• [Brief]: Among the lines below, restate word for word only those from the line with "Target: white grid pattern box" through the line with "shape [[124, 490]].", with both end lines kept.

Natural language region descriptions:
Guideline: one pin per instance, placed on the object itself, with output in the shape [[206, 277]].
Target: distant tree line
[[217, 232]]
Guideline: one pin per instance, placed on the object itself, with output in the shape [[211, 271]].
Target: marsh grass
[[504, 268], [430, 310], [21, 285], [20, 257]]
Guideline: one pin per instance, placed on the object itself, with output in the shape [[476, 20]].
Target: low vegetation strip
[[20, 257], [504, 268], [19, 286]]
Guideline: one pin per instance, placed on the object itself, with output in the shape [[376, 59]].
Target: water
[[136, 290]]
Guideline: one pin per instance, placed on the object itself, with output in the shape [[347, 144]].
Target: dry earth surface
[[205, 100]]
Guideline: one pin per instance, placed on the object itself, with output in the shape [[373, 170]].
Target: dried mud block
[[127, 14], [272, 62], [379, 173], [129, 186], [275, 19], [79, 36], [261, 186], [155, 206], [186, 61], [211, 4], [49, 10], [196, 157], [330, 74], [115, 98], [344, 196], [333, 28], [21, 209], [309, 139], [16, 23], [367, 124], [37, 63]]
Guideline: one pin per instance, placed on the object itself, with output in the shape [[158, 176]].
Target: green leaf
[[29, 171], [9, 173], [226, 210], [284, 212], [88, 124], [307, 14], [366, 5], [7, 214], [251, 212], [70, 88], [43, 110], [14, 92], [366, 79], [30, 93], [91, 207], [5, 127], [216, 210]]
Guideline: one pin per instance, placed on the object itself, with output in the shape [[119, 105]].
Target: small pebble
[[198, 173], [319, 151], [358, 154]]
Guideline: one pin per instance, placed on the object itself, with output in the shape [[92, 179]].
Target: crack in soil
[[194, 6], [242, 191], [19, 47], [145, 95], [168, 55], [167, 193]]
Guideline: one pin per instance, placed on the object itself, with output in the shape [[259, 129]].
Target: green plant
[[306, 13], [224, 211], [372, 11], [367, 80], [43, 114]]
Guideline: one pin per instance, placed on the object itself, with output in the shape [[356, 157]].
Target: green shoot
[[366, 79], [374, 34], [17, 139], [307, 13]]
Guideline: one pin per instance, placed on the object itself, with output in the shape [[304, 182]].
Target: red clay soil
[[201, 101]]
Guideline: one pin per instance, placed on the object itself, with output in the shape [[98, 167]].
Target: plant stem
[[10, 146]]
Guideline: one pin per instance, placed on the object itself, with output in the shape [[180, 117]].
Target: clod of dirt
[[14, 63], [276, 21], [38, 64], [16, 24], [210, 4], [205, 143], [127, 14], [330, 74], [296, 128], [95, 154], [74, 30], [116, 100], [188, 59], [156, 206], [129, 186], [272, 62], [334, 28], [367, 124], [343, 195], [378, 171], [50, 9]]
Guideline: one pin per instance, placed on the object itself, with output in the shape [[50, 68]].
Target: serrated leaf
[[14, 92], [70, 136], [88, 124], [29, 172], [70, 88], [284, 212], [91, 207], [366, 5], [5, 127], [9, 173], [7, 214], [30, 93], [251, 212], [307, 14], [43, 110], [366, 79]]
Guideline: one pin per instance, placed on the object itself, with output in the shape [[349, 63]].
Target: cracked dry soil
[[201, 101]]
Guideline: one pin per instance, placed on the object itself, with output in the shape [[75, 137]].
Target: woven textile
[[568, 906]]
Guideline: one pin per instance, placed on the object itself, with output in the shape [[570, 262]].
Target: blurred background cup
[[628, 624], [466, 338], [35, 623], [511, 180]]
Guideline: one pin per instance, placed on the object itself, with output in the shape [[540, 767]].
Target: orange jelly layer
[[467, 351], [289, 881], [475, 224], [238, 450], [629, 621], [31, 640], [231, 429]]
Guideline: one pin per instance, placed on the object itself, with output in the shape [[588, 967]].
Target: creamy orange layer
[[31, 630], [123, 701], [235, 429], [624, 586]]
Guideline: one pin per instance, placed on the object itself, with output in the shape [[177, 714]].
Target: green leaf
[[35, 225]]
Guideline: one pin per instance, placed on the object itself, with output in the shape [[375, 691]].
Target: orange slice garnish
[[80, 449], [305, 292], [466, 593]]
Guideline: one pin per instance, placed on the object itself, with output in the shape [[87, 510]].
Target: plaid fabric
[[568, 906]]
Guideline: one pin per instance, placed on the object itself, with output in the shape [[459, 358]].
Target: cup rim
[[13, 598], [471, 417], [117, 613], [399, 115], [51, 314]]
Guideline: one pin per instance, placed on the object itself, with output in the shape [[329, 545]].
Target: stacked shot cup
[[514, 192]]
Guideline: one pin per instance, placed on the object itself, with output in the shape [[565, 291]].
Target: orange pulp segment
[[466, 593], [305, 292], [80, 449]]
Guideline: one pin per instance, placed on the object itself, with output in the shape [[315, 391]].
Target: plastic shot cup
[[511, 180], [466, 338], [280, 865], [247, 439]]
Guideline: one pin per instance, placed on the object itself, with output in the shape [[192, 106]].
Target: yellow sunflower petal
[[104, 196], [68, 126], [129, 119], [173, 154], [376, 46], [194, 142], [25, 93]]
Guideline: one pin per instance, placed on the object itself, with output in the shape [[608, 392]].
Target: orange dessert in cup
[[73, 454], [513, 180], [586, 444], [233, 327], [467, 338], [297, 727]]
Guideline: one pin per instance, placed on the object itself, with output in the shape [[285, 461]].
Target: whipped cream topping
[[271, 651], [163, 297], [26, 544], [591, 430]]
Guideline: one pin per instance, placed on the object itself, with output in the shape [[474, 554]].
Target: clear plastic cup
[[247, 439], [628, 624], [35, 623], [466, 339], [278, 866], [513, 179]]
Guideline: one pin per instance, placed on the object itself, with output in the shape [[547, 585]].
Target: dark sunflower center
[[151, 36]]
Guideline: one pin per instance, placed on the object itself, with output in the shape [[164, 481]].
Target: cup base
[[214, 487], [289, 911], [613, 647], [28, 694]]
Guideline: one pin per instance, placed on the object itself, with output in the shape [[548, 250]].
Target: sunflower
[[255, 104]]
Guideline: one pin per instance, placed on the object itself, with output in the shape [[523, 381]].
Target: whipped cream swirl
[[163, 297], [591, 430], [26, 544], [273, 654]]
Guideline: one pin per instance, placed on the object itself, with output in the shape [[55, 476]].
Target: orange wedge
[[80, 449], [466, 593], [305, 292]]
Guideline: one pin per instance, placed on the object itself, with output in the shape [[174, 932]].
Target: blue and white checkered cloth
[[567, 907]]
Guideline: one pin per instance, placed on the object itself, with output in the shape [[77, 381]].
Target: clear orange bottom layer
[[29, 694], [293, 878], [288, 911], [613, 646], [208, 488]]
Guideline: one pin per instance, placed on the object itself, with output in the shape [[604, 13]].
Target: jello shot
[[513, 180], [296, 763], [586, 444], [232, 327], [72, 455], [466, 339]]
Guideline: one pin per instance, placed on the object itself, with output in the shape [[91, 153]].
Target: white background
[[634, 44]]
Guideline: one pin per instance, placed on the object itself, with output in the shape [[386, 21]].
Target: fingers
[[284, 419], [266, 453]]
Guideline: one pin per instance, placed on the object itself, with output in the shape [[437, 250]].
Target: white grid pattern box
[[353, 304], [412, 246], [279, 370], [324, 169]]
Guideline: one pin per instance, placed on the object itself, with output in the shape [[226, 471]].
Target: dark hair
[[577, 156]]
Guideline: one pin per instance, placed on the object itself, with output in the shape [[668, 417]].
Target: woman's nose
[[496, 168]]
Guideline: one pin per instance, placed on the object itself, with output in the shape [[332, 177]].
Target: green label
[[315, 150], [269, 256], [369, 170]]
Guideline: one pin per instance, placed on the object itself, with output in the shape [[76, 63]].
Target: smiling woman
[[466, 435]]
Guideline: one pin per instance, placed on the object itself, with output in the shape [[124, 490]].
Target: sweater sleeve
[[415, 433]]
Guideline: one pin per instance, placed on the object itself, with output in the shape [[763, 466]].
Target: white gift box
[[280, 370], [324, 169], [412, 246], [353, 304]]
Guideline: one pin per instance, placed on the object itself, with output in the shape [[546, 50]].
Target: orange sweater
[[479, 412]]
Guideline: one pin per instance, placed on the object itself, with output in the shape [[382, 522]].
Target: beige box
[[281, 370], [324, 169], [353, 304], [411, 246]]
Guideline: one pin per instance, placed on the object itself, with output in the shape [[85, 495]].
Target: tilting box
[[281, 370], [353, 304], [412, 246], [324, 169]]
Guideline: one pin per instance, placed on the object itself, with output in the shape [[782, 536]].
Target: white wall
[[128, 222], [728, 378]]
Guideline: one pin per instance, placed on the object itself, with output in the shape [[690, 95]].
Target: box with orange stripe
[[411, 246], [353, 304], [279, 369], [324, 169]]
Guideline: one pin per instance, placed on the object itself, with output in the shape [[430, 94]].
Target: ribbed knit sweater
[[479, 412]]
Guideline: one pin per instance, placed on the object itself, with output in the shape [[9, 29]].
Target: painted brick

• [Exercise output]:
Target: white grid pattern box
[[353, 304], [412, 246], [279, 370], [324, 169]]
Guideline: one pin per instance, placed on the object itself, with output in the shape [[226, 471]].
Target: dark hair
[[577, 156]]
Guideline: one pin per instance, placed on the object itself, with output in the shape [[668, 417]].
Target: woman's nose
[[496, 168]]
Guideline: one pin per instance, placed on the object itself, with output in the shape [[332, 177]].
Target: green label
[[315, 150], [269, 256], [369, 170]]
Guideline: one pin per instance, placed on the object itself, with output in the shape [[76, 63]].
Target: smiling woman
[[466, 435]]
Guideline: one pin per instance, placed on the object itself, with output in the shape [[124, 490]].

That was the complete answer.